REQUIRED TASK - Return the full listing exactly as it is written.

SUPPLIED DATA -
•••

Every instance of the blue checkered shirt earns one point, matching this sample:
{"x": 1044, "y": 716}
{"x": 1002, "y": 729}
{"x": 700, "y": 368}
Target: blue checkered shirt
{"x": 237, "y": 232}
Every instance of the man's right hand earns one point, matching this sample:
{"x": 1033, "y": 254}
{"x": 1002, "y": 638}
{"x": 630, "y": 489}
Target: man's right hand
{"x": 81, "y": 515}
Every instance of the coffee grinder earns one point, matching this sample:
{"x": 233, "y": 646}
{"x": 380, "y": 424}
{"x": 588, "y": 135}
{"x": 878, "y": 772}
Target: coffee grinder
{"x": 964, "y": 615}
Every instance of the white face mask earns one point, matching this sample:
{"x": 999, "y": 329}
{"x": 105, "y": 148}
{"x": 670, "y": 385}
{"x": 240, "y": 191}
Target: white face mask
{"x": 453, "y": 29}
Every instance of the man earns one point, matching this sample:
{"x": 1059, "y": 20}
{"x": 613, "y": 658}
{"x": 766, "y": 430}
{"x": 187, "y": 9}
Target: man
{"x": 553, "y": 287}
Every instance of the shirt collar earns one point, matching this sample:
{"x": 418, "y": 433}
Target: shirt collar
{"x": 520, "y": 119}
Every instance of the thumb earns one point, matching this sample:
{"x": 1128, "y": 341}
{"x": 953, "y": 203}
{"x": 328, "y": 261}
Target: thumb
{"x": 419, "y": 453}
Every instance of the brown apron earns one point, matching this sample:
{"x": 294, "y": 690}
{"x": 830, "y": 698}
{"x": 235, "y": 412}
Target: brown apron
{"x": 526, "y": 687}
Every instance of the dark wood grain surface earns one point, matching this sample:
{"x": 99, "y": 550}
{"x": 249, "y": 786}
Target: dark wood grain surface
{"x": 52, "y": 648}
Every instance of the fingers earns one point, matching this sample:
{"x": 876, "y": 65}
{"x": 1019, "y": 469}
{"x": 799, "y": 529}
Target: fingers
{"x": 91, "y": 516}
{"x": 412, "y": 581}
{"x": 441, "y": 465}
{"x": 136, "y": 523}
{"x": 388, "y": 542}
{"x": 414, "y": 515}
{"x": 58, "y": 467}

•••

ANSWER TO THIS PROBLEM -
Every instance of the blue checkered shirt earns one point, matching this sample:
{"x": 1044, "y": 716}
{"x": 1002, "y": 729}
{"x": 700, "y": 368}
Target: blue checkered shirt
{"x": 237, "y": 232}
Every instance of the man's right hand earns one point, matching this sample:
{"x": 1033, "y": 254}
{"x": 1002, "y": 638}
{"x": 630, "y": 489}
Target: man's right hand
{"x": 81, "y": 515}
Every instance of the coffee grinder earns one point, matching this sample:
{"x": 233, "y": 646}
{"x": 380, "y": 424}
{"x": 588, "y": 135}
{"x": 878, "y": 772}
Target: coffee grinder
{"x": 964, "y": 615}
Every instance of the white face mask earns one point, matching this sample:
{"x": 999, "y": 329}
{"x": 105, "y": 148}
{"x": 670, "y": 385}
{"x": 240, "y": 191}
Target: white face mask
{"x": 453, "y": 29}
Every instance of the man earns one point, matching this sample:
{"x": 1059, "y": 20}
{"x": 613, "y": 658}
{"x": 766, "y": 430}
{"x": 187, "y": 9}
Target: man
{"x": 553, "y": 287}
Every instance of the shirt collar earns one point, matching this sample:
{"x": 418, "y": 433}
Target: shirt collar
{"x": 520, "y": 119}
Every instance of the thumb earns one point, matching this sample:
{"x": 1128, "y": 341}
{"x": 953, "y": 203}
{"x": 328, "y": 261}
Target: thumb
{"x": 419, "y": 453}
Every instance of the brown apron earns one point, matching this sample:
{"x": 294, "y": 690}
{"x": 830, "y": 698}
{"x": 235, "y": 412}
Target: brown apron
{"x": 526, "y": 687}
Every instance of the dark wood grain surface earns one point, matching this sample:
{"x": 99, "y": 550}
{"x": 249, "y": 786}
Target: dark wood grain surface
{"x": 52, "y": 648}
Every instance of the fingers earns one point, matching this sample:
{"x": 876, "y": 65}
{"x": 1019, "y": 469}
{"x": 799, "y": 529}
Target: fingers
{"x": 91, "y": 516}
{"x": 412, "y": 581}
{"x": 441, "y": 465}
{"x": 136, "y": 523}
{"x": 388, "y": 542}
{"x": 414, "y": 515}
{"x": 58, "y": 467}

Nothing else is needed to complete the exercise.